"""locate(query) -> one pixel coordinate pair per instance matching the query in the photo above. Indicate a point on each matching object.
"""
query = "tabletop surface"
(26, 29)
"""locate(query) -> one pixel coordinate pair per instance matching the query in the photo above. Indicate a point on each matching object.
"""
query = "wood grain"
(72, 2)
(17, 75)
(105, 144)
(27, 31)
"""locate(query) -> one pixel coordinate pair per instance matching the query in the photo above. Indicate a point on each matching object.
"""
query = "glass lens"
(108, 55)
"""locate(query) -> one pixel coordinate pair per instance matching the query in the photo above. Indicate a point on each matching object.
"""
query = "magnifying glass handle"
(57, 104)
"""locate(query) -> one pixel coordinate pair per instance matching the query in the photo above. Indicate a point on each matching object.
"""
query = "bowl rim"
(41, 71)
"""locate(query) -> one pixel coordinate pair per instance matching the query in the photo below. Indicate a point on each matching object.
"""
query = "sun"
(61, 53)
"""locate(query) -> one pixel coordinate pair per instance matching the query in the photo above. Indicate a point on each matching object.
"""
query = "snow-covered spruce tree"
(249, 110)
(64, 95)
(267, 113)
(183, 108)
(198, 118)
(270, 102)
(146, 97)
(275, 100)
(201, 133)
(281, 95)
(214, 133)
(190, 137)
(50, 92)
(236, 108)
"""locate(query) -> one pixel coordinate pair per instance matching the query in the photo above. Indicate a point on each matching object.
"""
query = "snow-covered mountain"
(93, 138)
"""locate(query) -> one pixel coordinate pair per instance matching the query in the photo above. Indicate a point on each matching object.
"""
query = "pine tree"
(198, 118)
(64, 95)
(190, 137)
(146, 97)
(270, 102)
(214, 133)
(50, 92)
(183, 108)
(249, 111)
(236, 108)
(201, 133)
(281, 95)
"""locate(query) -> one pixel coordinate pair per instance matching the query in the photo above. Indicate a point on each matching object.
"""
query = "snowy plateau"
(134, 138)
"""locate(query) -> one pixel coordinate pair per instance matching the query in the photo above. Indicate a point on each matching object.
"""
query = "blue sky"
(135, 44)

◆ AIM
From the records above, please extract every line and repeat it exactly.

◆ WRITTEN RESPONSE
"""locate(query) -> one pixel coordinate pair per instance matching the query in the photo above. Indicate a point on each matching object.
"""
query = "tabletop surface"
(26, 29)
"""locate(query) -> one pixel coordinate pair per instance matching the query in the photo above. Indicate a point on each matching object.
"""
query = "wood grain"
(72, 2)
(17, 75)
(105, 144)
(27, 31)
"""locate(query) -> one pixel coordinate pair per instance matching the query in the photo above. Indicate a point on each matching object.
"""
query = "glass lens"
(108, 55)
"""locate(query) -> one pixel coordinate pair per instance matching the query in the photo above. Indicate a point on each matching object.
"""
query = "magnifying glass handle"
(57, 104)
"""locate(query) -> one pixel coordinate pair per instance matching the query in the photo above. Indicate a point on each matching object.
"""
query = "bowl rim"
(41, 71)
"""locate(query) -> one pixel coordinate pair per instance matching the query in the photo below. Indicate a point on each matching object.
"""
query = "sun"
(61, 53)
"""locate(query) -> one pixel coordinate pair per instance matching the query in the photo above. Indicate a point on each matching object.
"""
query = "snow-covered spruce tree"
(249, 110)
(64, 95)
(267, 113)
(183, 108)
(198, 118)
(270, 102)
(146, 97)
(275, 100)
(201, 133)
(281, 95)
(214, 133)
(190, 137)
(50, 92)
(236, 108)
"""locate(query) -> one pixel coordinate pair per instance matching the query in the photo above. Indicate a point on each matching object.
"""
query = "snow-covered mountain"
(93, 138)
"""locate(query) -> one pixel coordinate pair per instance matching the query in the photo above. Indicate a point on each matching object.
"""
query = "pine tree"
(198, 118)
(64, 95)
(190, 137)
(146, 97)
(270, 102)
(214, 133)
(50, 92)
(183, 108)
(249, 111)
(236, 108)
(201, 133)
(281, 95)
"""locate(query) -> one pixel coordinate pair per instance matching the query in the photo above. Indicate a point on each matching object.
"""
query = "snowy plateau"
(134, 138)
"""locate(query) -> one pixel coordinate pair per instance matching the query in the photo above. Indicate a point on each matching object.
"""
query = "blue sky"
(135, 44)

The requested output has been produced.